======== Documento
Há dinheiro e tecnologia suficientes para alcançar os objetivos climáticos dos nossos sonhos com dignidade.
Por Mirna Wabi-Sabi
A Gunvor, um dos maiores comerciantes de petróleo bruto do mundo, pagará mais de 600 milhões de dólares em multas pelo suborno de funcionários do governo no Equador. Foram utilizadas empresas de fachada e intermediários para pagar esses funcionários, que por sua vez garantiram contratos de compra de petróleo. De acordo com o Grupo de Pesquisa Stand.earth, tais esquemas são responsáveis por derramamentos de petróleo devastadores que destroem áreas povoadas e ecologicamente frágeis da Floresta Amazônica, e por manter países latino-americanos dependentes de combustíveis fósseis e reféns de dívidas monumentais.
Os graves derramamentos de petróleo causados por rupturas em oleodutos malconservados têm efeitos mortais a longo prazo para as comunidades indígenas próximas, bem como para a fauna e a flora locais. Segundo a Public Eye, uma organização dedicada a denunciar o impacto que as empresas e instituições suíças têm “em países mais pobres”, a “taxa de câncer nessas regiões petrolíferas foi a mais alta do mundo” nos anos em que Gunvor subornou funcionários públicos.
A exploração petrolífera da região começou anos antes com a Chevron, cujos locais poluídos foram denunciados por Roger Waters enquanto fazia campanha contra Bolsonaro e a sua abordagem catastrófica ao extrativismo na Floresta Amazônica. Após a transferência das operações da Chevron para a Petroecuador, a nacionalização não proporcionou qualquer proteção à região contra novas catástrofes nas mãos da Gunvor.
================
======== Seção de dados
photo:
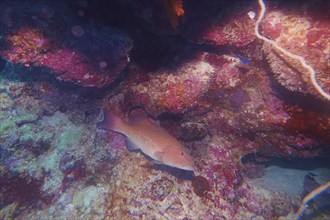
================
Tarefas a cumprir:
**a)** De acordo com o texto sobre a Gunvor no Equador, qual valor a empresa pagará em multas?
**b)** Continue o texto sobre a Gunvor no Equador a partir da última frase apresentada.

Resultados por tarefa:
**a)** Mais de 600 milhões de dólares.

**b)**
O Equador, que já estava financeiramente vulnerável após a exploração implacável por empresas estrangeiras e uma tentativa falhada de fazer a Chevron pagar pelos danos que tinha causado, viu-se mais uma vez subjugado pelo capital ocidental. O que os comerciantes petrolíferos multinacionais fizeram foi utilizar a sua própria linha de crédito para emprestar dinheiro à empresa petrolífera nacionalizada do Equador, a taxas de juros predatórias, e, ainda por cima, subornar funcionários para que esses contratos fossem assinados.
Essas dívidas de bilhões de dólares com taxas de juros desfavoráveis incluem a necessidade de fornecer petróleo bruto ao comerciante. Ou seja, não só a instituição equatoriana é mantida refém da própria dívida, como também fica dependente da extração de petróleo e da exploração de seus recursos naturais por anos.
Em contradição com a ideologia capitalista que justifica essas abordagens extrativistas de recursos naturais em favor do lucro e da estabilização da economia global, não houve competição entre os comerciantes. Juntos, eles “monopolizaram o mercado do petróleo bruto amazônico”. Como tal, em 2009, a Gunvor comprou um dos seus comerciantes irmãos, Castor Petroleum, cujo vice-presidente acabou sendo localizado pelo FBI e implicado no processo judicial que levou à multa de 662 milhões de dólares.
A Public Eye descreveu apropriadamente esse desastre como um “círculo vicioso que impacta negativamente as necessidades da população e do meio ambiente” em favor da ruína financeira perpétua, da aniquilação da natureza, e da subjugação dos sul-americanos às instituições ocidentais e aos seus lucros.
Essa não é a primeira vez que a Gunvor é acusada de atividade criminosa. Em 2019, ela pagou quase 100 milhões em um caso de suborno de funcionários do governo na Costa do Marfim e no Congo – um caso que a Transparency International usa como exemplo de crimes corporativos ocidentais em “países aparentemente livres de corrupção”. Em 2017, a Gunvor foi acusada de contrabandear petróleo russo através da Bielorrússia para evitar impostos. E em 2010, telegramas da Embaixada dos EUA do WikiLeaks a colocaram como uma das “fontes de riqueza não declaradas de Putin”.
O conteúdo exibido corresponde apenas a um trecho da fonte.